Problem statement
Retype every line of the listing below word for word, leaving out the pictures.

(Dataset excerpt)
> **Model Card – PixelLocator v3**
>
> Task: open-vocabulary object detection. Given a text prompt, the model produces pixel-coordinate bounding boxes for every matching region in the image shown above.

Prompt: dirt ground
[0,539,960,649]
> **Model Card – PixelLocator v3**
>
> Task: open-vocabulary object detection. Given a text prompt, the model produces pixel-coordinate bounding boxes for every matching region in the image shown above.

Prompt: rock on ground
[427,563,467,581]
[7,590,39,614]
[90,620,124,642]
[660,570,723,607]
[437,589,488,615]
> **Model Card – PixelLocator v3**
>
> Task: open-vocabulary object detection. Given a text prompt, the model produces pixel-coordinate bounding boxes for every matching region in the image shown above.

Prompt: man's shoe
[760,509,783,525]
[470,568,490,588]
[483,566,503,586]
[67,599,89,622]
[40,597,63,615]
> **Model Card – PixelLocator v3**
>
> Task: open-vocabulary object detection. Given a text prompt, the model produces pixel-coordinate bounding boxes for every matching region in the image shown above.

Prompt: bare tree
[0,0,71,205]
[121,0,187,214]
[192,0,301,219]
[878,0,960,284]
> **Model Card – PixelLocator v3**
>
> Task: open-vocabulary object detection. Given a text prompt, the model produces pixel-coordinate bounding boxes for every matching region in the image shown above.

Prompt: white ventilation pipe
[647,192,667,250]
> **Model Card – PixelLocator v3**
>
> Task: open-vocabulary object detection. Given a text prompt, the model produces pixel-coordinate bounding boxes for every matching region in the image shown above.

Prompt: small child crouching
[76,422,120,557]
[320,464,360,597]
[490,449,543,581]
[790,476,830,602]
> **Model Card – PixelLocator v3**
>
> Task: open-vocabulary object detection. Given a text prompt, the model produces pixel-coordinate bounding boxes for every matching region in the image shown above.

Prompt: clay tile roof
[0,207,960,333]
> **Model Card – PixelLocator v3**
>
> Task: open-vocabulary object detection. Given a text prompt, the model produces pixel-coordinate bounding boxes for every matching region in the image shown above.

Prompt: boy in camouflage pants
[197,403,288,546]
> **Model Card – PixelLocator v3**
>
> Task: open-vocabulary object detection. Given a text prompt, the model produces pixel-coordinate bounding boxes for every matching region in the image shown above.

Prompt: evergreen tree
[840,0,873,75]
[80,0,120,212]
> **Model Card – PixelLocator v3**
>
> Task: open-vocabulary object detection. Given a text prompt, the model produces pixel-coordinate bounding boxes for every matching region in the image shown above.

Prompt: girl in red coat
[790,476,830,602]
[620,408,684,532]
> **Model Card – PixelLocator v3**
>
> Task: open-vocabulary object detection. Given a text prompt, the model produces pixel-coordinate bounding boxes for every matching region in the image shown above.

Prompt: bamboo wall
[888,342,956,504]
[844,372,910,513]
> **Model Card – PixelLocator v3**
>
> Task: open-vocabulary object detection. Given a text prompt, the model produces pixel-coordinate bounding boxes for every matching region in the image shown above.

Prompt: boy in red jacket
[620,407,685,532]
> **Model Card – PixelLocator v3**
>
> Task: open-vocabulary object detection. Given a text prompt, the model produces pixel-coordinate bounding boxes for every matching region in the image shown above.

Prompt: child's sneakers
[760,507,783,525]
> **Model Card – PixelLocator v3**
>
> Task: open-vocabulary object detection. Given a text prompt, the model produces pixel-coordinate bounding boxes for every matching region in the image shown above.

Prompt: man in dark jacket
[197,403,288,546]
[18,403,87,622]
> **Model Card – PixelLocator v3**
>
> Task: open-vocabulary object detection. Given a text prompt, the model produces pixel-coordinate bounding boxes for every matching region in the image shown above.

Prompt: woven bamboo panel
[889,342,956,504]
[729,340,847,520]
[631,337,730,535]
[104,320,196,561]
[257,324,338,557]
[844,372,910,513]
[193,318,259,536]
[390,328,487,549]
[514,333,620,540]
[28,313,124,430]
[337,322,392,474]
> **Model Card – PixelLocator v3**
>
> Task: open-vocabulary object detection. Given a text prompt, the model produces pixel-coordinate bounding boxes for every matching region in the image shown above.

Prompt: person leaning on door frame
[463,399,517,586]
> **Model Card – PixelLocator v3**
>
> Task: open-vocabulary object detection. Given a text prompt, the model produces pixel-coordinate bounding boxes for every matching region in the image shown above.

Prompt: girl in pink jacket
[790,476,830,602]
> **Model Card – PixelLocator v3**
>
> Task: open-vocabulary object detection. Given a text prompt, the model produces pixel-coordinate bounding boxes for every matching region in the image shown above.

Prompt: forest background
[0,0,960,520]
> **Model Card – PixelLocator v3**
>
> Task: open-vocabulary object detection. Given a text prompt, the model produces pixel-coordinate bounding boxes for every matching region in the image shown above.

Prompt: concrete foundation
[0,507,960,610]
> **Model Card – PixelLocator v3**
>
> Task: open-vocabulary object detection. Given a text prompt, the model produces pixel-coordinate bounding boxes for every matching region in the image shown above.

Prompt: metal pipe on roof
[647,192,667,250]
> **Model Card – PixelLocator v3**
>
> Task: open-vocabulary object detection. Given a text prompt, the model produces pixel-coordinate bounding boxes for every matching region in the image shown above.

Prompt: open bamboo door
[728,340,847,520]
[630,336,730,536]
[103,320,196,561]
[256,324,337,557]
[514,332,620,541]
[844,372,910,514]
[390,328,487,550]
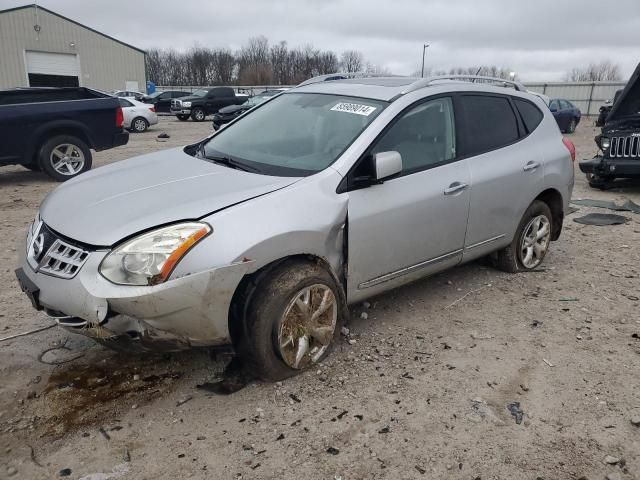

Answer to the exercise
> **Model Card – PixelLocator v3**
>
> Task: open-vocabulary object detection. Given a text prompt, the model produces pixel-coordinate bounding boxes for every matching region in the image shown above.

Prompt: dirt ground
[0,539,960,649]
> **Model Card – PixelLocator v3**
>
> Task: open-vocabulary object detection. Given a text prompt, the model produces pixel-coordinate bounding boxes for every matching region in the image shown above.

Prompt: rock on ground
[427,563,467,581]
[7,590,39,614]
[90,620,124,642]
[660,570,723,607]
[437,589,488,615]
> **Model Card – PixelLocator v3**
>
> Task: open-vocabulary object detection. Given a text prompt, the model produces pixel-coordinate bounding boxes for every matching region in the image shown above.

Prompt: man's shoe
[760,509,783,525]
[470,568,490,588]
[483,566,503,586]
[67,599,89,622]
[40,597,63,615]
> **Model Card – PixelLocator v3**
>
> Task: open-vocabulary object detection. Given a text prompt, the model produces pixel-coordinate bounding boxes for every matching region in the image shown above.

Prompt: bare tree
[0,0,71,205]
[121,0,187,214]
[192,0,301,219]
[878,0,960,284]
> **Model Card – PixelLocator v3**
>
> Task: open-vocabulary object detection. Given a text prompt, the model produces pixel-coordinate bounding boxes for every matching region in the image shown above.

Prompt: white ventilation pipe
[647,192,667,250]
> **Model Card – PixelLocator v3**
>
> Task: open-vocabulary object detection. Given a text prompt, the model produces pixel-coordinate bounding boxes for every matching region in the image shown above.

Prompt: small child crouching
[76,422,120,557]
[320,464,360,597]
[490,449,543,581]
[790,476,830,602]
> **Model Card – PixelLocator v3**
>
> Task: open-vocabulary object detection. Given a text prompt, the model produces pixel-coordinate bounding boxes for every matching region in the image shown above.

Prompt: clay tile roof
[0,207,960,333]
> **Model Card – PixelLocator v3**
>
> Task: open-vocabulary object detection. Given a text prompt, the model produces pixel-coordinate bounding boxes for every matching region in the image shown above.

Prompt: boy in camouflage pants
[197,403,288,546]
> **Model Card – PixelLocator v3**
>
> Task: open-vocabulary object detection. Given a text prompt, the model produces pixel-coordinate bounding boxes for every matching region in the image shown above.

Prompt: evergreen tree
[840,0,873,75]
[80,0,120,212]
> **Model Card – PixelLocator v3**
>
> Task: open-vocabulary object detection. Given a text prompt, the model produces pixel-coordinate bounding boxes for every matching region in the image shown above.

Prompt: girl in red coat
[790,476,830,602]
[620,408,684,532]
> **Model Card – PixelLocator v3**
>
> Task: open-vocabulary object detection. Given a text prompt, the model produces pixel-coordinate bounding boxes for every matching region in the image shown above.

Prompt: bamboo wall
[888,342,956,504]
[844,372,910,513]
> **Model Card – PixelLocator v3**
>
> Task: open-vocabulary object detection. Given a text prompt, the model produces pixel-coordinate bounding boxes for every matching region in the image shown above.

Prompt: boy in red jacket
[620,407,685,532]
> **Model Card – PixelLocator v3**
>
> Task: open-vocabulary object detection. Given a text prompt, the model produces pixel-coordinate bounding boxes for every matching region in the image shown above.

Prompt: child's sneakers
[760,507,783,525]
> **Model Card – PixelLocator v3**
>
> Task: open-vocabulary object detection. Given a text prompt, the model produces pixel-coordinate bounding boxes for every matching region in the image shown above.

Prompt: man in dark jacket
[197,403,288,546]
[18,403,87,622]
> **Model Card – PixelLocator v3**
>
> Task: open-vocabulary object detection. Given a text prompt, the model produces pixel-coordinate bounding boxes for every matching region in the image shown above.

Prompt: woven bamboo panel
[889,342,956,504]
[729,340,847,520]
[631,337,730,535]
[104,320,196,561]
[257,324,338,557]
[844,372,910,513]
[193,318,259,536]
[390,328,487,549]
[514,333,620,540]
[28,313,124,430]
[337,322,392,474]
> **Model Card – PixelLocator v3**
>
> Task: open-vocabulary object detection. Given a text prompt, the model produces pixel-coordinate bounding boxes for every matching region in the image shown above.

Prompt: person leaning on door frame
[463,399,517,586]
> **Model Card – PixelLocator v3**
>
> Task: open-vocabulary object detection. Given a text prompt, the model produces pixel-coordinate bounding boxes for every matching region in the image shown above.

Prompt: girl in pink jacket
[790,476,830,602]
> **Model Card – PixelLocator v3**
>
> Task: open-vocabulary object detection. Given a text prompt, the model produces pixel-coordinate bounding boxes for every matching region in the image shown above.

Prompt: forest background
[0,0,960,520]
> **Model Card – PixelLocator v3**
>
> Task: open-vocabulary object detection. Given a text prompt, the model produces pixel-coordinate bounding boxes for every matching region in the image shown above.

Prompt: concrete foundation
[0,507,960,610]
> **Model Card – PixelLocator v3**
>
> Task: open-vocabulary object detection. Given a text prompt, the model produces pixel-coordinate bounding boxes for every matching region in the image shown above.

Prompt: metal pipe on roof
[647,192,667,250]
> **Model Card – PixelLocator v3**
>
> Task: open-vocabulary object detection. Given a text prompt, the model produces pixel-coordinate bounding boxes for every matching region in the image shown above.

Prompt: open bamboo door
[728,340,847,520]
[630,336,730,536]
[103,320,196,561]
[256,324,337,557]
[514,332,620,541]
[844,372,910,514]
[390,328,487,550]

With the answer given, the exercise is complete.